What to do:
(1) In the classic rock event review, where was the event held?
(2) Turn the stretch of the listing from the line containing "of the front" through the end of the listing into a numbered list, leaving out any blank lines.

Text shown:
>>>>>
Brilliant classic rock event soothes the autumn blues

This was a wonderful event delivering in every department. Great music, great atmosphere, great facilities, and great friendly people … what more could you want?

Although a relatively seasoned reviewer this event was a first in a number of areas; this was our first Classic Rock Tours event, and a first taste of an indoor music weekend on a holiday park.

Let’s get the latter out of the way first – the venue was fabulous. Held at the luxurious Vauxhall Holiday Park in Great Yarmouth, the location could not have been better suited. The main auditorium was massive – you needed those six big screens to capture all the action. With tables and chairs and various stalls either side, and a large dance floor and bar facing the stage, the atmosphere was electric. Spacious but intimate too. Air Con kept things comfortable mind. The second music room was also a respectable size with good facilities. We’d wondered in advance if this kind of indoor bash would be like a ‘festival’ or a series of gigs … it’s neither but also both at the same time! It’s actually more cabaret – in a good way. You can watch class acts supping a real pint out of real glasses in a comfortable seat before calling it a day and returning to some excellent holiday home accommodation. Don’t get me wrong – the dance floor was often bouncing – but this is very civilised living!
<<<<<
Dataset extract:
>>>>>
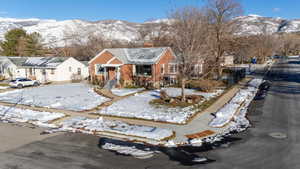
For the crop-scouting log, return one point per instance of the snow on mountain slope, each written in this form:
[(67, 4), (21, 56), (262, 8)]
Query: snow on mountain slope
[(55, 33), (58, 33), (291, 26), (255, 24)]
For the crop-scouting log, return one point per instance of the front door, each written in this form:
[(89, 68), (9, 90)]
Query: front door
[(111, 73)]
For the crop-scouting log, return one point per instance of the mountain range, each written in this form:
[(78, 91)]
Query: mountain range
[(57, 33)]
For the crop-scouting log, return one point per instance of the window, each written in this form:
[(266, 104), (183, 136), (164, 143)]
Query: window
<<<<<
Task-by-task results:
(1) Vauxhall Holiday Park in Great Yarmouth.

(2)
1. For the crop-scouting log, return one point per instance of the front door, each written in this form:
2. [(89, 68), (9, 90)]
3. Query: front door
4. [(111, 73)]
5. For the crop-scouting log, return one point per instance of the mountain range, each written in this form:
6. [(78, 91)]
7. Query: mountain range
8. [(57, 33)]
9. For the crop-scouting log, return one point per instance of the window, each written in this form:
10. [(266, 104), (183, 136), (164, 143)]
11. Query: window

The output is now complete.